Return, verbatim, the data from the line containing "Q: Put a point on each instance of the woman" up to and including the line containing "x=299 y=291".

::::::::::

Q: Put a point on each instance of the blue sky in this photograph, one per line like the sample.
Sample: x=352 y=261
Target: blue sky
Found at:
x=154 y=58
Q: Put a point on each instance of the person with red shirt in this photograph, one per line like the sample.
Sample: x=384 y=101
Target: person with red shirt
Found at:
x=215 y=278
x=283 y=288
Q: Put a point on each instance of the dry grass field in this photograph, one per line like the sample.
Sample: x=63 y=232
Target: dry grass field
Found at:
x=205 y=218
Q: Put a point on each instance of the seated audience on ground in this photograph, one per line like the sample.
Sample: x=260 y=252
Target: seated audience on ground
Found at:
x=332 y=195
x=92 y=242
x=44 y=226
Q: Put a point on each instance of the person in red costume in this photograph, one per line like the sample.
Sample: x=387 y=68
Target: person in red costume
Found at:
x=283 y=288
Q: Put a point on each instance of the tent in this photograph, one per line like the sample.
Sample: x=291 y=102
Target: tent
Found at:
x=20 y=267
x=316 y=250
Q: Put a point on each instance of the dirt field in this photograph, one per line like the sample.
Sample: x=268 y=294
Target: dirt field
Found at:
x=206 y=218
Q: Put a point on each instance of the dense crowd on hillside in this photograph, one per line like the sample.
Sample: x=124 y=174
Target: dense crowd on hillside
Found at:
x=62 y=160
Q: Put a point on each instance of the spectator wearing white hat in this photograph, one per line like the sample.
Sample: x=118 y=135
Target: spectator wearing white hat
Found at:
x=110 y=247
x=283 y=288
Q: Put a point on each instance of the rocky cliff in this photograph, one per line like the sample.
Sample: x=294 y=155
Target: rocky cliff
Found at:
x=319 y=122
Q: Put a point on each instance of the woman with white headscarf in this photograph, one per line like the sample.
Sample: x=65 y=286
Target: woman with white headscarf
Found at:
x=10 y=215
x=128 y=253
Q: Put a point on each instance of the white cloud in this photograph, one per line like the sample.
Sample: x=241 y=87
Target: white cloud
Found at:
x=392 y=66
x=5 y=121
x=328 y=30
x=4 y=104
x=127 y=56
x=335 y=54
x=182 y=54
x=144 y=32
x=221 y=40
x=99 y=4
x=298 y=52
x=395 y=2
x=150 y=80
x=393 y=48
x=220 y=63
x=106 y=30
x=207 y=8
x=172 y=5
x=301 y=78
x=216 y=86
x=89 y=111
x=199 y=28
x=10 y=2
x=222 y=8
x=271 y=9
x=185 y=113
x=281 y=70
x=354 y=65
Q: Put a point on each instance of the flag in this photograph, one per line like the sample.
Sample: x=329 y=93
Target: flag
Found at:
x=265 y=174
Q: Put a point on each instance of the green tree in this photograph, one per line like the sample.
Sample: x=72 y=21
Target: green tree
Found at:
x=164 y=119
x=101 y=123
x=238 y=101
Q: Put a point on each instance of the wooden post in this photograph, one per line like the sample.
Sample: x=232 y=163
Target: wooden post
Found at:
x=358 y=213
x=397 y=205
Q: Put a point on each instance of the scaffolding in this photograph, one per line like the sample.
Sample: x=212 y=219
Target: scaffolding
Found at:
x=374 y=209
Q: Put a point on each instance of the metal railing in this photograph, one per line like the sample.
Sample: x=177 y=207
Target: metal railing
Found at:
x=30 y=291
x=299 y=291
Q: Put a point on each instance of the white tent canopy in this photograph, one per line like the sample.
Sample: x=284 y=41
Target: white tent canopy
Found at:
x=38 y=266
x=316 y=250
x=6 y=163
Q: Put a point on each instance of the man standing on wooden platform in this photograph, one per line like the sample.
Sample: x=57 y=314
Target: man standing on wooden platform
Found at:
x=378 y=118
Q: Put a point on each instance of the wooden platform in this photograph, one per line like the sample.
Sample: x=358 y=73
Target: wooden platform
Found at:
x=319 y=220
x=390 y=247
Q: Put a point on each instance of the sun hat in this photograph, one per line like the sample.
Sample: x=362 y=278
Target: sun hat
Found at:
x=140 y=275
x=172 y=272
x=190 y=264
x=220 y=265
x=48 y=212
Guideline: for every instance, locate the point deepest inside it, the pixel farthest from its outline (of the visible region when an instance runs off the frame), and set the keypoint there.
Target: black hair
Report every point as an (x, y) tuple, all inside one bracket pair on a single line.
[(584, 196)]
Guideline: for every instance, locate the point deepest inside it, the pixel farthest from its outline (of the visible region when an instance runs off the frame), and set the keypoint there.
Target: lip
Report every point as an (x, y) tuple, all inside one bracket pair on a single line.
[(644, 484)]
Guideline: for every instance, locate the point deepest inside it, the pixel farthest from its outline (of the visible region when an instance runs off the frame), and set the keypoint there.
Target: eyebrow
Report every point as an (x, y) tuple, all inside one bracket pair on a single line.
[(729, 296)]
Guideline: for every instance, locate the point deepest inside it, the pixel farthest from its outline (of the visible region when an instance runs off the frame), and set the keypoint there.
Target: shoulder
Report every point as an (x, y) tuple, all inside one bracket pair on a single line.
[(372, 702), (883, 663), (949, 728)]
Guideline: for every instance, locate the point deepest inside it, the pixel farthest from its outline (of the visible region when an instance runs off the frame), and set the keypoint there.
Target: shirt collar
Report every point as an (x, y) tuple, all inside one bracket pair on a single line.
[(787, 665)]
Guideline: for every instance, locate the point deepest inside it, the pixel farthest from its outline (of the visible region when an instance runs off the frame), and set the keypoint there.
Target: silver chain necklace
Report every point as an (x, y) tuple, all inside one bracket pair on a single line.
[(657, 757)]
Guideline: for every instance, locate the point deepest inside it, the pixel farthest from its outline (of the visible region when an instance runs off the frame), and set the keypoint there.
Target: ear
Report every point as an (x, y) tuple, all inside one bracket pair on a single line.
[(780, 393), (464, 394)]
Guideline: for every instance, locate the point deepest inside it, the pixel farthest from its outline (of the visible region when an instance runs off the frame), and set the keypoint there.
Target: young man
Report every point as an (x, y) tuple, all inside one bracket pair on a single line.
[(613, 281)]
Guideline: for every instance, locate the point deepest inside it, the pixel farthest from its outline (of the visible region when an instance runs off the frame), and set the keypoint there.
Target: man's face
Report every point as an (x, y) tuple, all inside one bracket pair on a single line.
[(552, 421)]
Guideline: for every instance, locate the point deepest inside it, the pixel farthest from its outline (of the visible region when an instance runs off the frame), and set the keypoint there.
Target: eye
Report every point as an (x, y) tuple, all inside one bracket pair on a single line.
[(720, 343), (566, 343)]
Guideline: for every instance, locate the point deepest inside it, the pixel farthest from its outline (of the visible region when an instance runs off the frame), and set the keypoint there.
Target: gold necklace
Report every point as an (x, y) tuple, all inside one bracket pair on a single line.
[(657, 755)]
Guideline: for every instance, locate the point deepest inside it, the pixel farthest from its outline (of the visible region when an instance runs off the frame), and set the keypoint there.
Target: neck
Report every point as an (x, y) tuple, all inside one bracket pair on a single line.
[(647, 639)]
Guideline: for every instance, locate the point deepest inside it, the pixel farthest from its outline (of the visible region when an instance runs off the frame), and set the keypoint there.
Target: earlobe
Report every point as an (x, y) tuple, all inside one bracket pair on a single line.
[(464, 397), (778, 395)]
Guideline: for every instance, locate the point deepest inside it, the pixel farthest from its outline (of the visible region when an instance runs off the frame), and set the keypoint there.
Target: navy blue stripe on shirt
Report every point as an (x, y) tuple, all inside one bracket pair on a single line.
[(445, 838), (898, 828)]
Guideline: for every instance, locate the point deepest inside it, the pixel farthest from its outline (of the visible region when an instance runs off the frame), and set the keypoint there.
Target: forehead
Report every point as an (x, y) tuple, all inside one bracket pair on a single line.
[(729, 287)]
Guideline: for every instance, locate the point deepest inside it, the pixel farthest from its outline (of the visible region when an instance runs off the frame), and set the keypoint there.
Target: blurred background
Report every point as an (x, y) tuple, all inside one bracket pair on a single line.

::::::::::

» **OUTPUT FOR THIS EXERCISE**
Q: Put a point on each instance of the woman with white headscarf in this photograph, one per line like the sample.
Sample: x=65 y=286
Target: woman with white headscarf
Found at:
x=10 y=215
x=128 y=253
Q: Put a point on each instance of the white cloud in this photograph, one per line like the sample.
Sample: x=241 y=87
Target: white cloud
Found at:
x=392 y=66
x=5 y=121
x=328 y=30
x=4 y=104
x=127 y=56
x=335 y=54
x=182 y=54
x=144 y=32
x=221 y=40
x=99 y=4
x=298 y=52
x=395 y=2
x=150 y=80
x=393 y=48
x=220 y=63
x=106 y=30
x=207 y=8
x=172 y=5
x=301 y=78
x=216 y=86
x=89 y=111
x=199 y=28
x=10 y=2
x=222 y=8
x=271 y=9
x=185 y=113
x=281 y=70
x=354 y=65
Q: Put a point on each instance of the flag in this photograph, one per line like the sample.
Sample: x=329 y=93
Target: flag
Found at:
x=265 y=174
Q: Put a point on each instance of the green tree in this photograph, one per line like the sample.
Sample: x=72 y=21
Target: green tree
Found at:
x=164 y=119
x=101 y=123
x=238 y=101
Q: Put a point on each instance of the wooden post in this photograph, one per line like the sample.
Sample: x=232 y=163
Target: wooden post
Found at:
x=358 y=213
x=397 y=205
Q: Put a point on each instance of the scaffolding in this photograph, one per line like the sample.
Sample: x=212 y=219
Target: scaffolding
Found at:
x=374 y=209
Q: Put a point on each instance of the metal railing in this photograph, one per line like the sample.
Sample: x=177 y=207
Target: metal railing
Found at:
x=30 y=291
x=299 y=291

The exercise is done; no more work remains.